Copy, from the data below, each line that has the word "jamon".

Data entries

______________________________

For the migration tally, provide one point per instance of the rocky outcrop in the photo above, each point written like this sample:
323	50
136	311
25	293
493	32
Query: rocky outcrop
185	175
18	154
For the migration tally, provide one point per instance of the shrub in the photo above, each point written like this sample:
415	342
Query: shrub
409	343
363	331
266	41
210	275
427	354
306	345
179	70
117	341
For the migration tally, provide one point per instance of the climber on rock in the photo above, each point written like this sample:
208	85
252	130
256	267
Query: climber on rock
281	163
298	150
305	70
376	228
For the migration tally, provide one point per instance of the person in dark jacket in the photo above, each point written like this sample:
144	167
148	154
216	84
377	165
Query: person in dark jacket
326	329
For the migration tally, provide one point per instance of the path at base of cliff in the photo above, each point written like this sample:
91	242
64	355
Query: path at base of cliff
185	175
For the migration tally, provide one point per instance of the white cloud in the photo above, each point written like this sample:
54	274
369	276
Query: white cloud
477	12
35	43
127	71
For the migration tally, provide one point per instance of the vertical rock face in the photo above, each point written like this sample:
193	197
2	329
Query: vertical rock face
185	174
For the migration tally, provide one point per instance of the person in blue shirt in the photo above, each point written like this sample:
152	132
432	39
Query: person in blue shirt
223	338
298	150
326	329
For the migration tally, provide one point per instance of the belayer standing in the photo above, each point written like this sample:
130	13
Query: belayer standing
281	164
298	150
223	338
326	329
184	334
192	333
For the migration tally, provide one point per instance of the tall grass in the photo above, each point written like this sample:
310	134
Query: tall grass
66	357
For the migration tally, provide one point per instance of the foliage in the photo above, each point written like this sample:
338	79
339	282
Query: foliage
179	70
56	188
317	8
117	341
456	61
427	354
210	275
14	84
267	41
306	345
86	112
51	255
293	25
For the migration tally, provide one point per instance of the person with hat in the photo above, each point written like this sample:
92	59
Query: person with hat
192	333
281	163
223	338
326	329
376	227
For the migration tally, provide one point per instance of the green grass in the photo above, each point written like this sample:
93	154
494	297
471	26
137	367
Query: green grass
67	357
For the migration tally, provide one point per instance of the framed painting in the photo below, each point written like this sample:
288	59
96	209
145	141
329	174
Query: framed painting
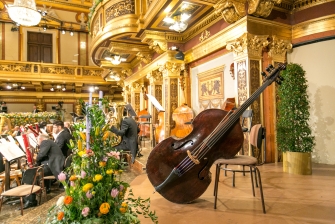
211	84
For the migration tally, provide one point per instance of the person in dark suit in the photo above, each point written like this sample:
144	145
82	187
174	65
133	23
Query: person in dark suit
52	159
35	110
51	156
62	137
129	132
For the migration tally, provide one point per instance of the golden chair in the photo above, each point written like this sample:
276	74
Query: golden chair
32	183
257	134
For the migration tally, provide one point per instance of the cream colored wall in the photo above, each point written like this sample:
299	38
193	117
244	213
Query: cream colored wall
69	48
11	43
318	60
229	88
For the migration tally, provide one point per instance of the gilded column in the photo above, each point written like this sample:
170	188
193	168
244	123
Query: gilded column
276	54
135	96
171	74
247	50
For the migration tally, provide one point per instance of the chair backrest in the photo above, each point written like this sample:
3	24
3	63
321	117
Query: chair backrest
247	116
257	134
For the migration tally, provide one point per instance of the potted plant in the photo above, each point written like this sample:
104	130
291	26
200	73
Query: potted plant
294	136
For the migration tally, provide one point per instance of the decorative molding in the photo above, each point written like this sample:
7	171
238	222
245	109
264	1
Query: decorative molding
204	35
159	46
119	9
155	76
279	47
261	8
248	44
230	10
144	58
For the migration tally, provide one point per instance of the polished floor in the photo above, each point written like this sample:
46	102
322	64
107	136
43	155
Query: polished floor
288	199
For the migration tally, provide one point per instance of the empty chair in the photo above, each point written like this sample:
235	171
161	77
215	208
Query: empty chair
257	135
32	183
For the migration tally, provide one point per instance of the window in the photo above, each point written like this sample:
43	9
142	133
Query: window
39	47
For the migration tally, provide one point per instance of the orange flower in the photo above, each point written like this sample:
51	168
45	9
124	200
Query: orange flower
104	208
68	200
60	216
123	210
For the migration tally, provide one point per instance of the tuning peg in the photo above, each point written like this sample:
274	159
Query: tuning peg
263	74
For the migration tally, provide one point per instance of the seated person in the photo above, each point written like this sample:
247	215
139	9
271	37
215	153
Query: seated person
128	131
62	137
52	159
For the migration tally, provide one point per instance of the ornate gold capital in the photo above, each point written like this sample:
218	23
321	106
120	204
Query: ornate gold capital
159	46
204	35
248	45
171	69
279	47
155	76
144	58
261	8
230	10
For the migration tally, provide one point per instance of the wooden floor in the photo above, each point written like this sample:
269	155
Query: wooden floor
288	199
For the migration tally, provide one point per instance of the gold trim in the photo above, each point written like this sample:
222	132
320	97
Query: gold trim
321	24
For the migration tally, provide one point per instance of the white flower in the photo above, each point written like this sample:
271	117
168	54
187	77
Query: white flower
60	201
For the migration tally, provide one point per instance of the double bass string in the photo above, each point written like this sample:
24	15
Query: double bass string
200	151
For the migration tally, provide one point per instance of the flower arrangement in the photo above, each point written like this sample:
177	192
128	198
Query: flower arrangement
94	192
18	119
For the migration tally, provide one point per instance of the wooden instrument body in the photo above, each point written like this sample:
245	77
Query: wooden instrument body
170	152
181	115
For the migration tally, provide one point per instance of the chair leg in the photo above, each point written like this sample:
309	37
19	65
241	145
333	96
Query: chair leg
260	188
21	199
252	181
216	184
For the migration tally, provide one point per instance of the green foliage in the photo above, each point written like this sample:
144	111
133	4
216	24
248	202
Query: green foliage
293	131
94	192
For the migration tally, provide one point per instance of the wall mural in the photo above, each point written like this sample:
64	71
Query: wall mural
210	88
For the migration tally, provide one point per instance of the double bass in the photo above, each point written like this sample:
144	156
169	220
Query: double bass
179	168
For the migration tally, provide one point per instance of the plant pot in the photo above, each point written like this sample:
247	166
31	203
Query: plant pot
297	163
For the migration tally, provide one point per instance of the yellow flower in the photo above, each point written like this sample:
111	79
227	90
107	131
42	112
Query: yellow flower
97	177
102	163
104	208
87	187
73	178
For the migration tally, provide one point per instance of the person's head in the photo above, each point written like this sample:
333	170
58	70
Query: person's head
57	126
41	138
67	124
43	124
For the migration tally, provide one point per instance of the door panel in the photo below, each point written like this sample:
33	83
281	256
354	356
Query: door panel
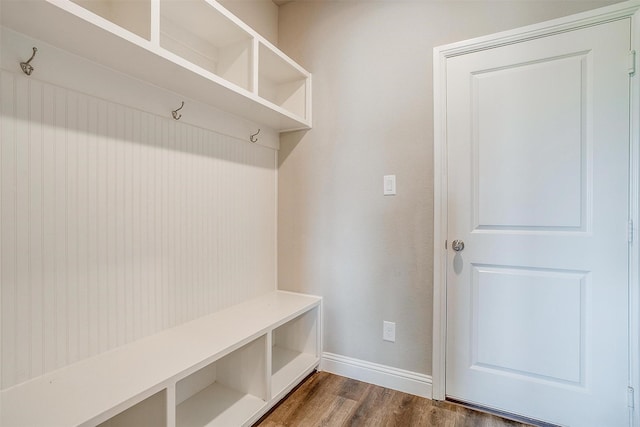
538	155
541	184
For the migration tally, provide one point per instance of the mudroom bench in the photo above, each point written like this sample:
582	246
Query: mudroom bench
225	369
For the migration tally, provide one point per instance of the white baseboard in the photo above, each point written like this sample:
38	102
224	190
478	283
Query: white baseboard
373	373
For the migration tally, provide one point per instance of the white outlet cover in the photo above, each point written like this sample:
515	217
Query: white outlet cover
389	331
389	185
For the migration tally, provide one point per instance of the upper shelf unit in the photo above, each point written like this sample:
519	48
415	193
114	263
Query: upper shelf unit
196	48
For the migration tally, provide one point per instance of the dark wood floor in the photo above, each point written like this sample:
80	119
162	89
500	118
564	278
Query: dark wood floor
329	400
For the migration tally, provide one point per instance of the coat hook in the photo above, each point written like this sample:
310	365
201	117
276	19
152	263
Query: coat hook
26	66
175	114
253	138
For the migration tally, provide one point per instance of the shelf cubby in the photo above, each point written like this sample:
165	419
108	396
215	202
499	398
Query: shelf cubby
133	16
281	82
226	392
295	347
151	412
201	34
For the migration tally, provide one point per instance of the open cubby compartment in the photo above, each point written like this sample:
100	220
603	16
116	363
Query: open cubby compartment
295	351
151	412
227	392
132	15
281	82
202	34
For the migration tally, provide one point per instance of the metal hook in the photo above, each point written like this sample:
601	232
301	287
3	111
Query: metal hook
175	114
26	66
253	138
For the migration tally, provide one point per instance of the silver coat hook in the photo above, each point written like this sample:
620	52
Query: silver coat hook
26	66
253	138
175	114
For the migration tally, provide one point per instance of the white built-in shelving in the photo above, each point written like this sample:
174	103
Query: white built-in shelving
225	369
293	351
196	48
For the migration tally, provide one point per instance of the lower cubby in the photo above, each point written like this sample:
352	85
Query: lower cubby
151	412
294	351
227	392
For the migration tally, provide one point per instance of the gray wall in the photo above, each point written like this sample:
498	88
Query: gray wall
370	255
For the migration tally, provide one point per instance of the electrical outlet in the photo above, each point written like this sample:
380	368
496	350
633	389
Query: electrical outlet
389	331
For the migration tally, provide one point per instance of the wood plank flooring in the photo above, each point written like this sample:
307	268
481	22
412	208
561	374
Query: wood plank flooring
329	400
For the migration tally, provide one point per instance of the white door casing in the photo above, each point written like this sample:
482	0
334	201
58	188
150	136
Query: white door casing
540	209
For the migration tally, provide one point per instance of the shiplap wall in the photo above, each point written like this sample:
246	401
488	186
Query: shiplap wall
116	224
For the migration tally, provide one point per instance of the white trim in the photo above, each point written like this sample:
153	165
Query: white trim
373	373
634	215
627	9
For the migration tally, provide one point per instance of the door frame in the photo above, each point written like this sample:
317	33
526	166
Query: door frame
629	9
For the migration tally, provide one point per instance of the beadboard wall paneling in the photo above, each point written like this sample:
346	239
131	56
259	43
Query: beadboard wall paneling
116	224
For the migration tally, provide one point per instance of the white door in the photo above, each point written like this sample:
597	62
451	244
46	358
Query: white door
538	173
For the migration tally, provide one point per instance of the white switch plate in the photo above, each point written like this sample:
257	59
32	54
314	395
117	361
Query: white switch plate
389	331
389	185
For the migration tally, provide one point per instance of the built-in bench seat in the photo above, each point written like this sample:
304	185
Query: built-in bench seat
228	368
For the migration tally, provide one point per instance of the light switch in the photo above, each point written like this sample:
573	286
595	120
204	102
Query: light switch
389	185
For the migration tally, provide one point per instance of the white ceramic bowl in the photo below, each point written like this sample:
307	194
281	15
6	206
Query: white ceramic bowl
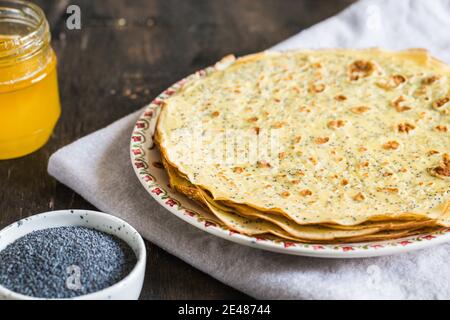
127	289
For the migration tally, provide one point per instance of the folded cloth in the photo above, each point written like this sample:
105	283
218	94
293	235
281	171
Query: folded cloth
98	168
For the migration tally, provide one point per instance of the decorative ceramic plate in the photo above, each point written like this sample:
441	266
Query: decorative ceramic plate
147	164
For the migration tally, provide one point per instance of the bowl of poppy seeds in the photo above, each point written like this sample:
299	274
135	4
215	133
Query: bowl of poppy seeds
71	254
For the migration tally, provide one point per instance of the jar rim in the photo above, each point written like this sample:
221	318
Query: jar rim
32	40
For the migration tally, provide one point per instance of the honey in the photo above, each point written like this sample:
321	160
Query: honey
29	98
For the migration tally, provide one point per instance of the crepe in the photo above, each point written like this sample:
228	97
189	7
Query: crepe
335	140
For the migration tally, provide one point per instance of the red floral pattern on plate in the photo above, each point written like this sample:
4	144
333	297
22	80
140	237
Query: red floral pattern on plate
139	154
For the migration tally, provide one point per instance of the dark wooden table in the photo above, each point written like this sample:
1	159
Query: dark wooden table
124	55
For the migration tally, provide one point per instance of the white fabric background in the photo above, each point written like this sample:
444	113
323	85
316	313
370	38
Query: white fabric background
98	167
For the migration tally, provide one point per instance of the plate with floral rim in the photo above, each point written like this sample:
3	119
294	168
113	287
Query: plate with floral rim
146	162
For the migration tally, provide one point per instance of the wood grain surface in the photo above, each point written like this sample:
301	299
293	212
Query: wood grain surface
124	55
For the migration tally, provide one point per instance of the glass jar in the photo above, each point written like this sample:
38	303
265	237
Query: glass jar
29	98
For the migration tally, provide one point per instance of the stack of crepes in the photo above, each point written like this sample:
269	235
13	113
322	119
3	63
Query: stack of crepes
314	146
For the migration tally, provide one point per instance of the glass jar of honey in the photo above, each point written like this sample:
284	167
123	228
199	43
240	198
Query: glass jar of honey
29	98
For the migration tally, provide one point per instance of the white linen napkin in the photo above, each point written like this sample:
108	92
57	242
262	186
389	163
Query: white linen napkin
98	168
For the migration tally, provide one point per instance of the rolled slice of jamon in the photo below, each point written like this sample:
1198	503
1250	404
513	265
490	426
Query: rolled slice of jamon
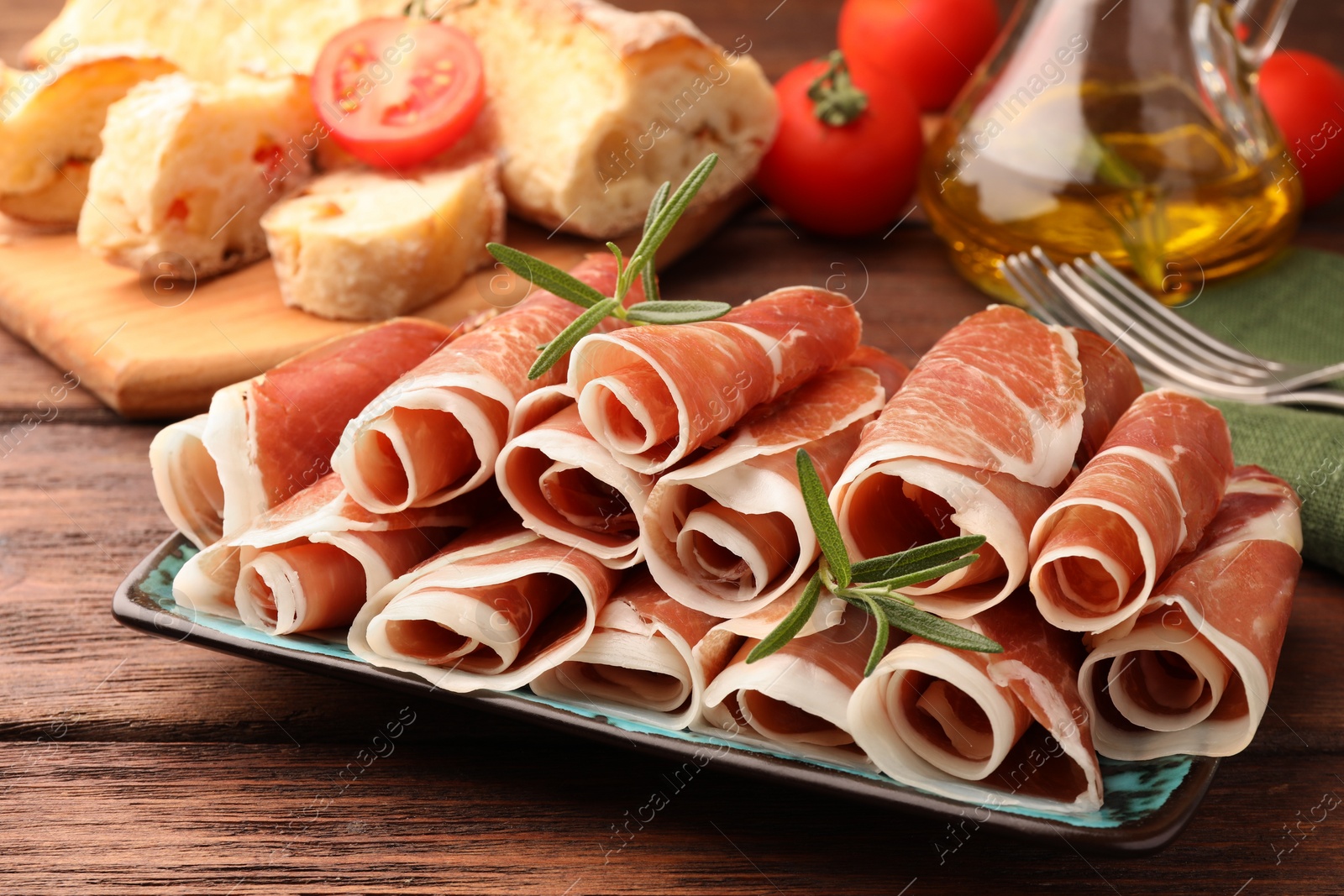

______________________________

Answer for this exercise
For the migration tally, provide one point per instance of the rolled slice of jamon in the photo below, each point written like this sample:
Query: rolled slice of jamon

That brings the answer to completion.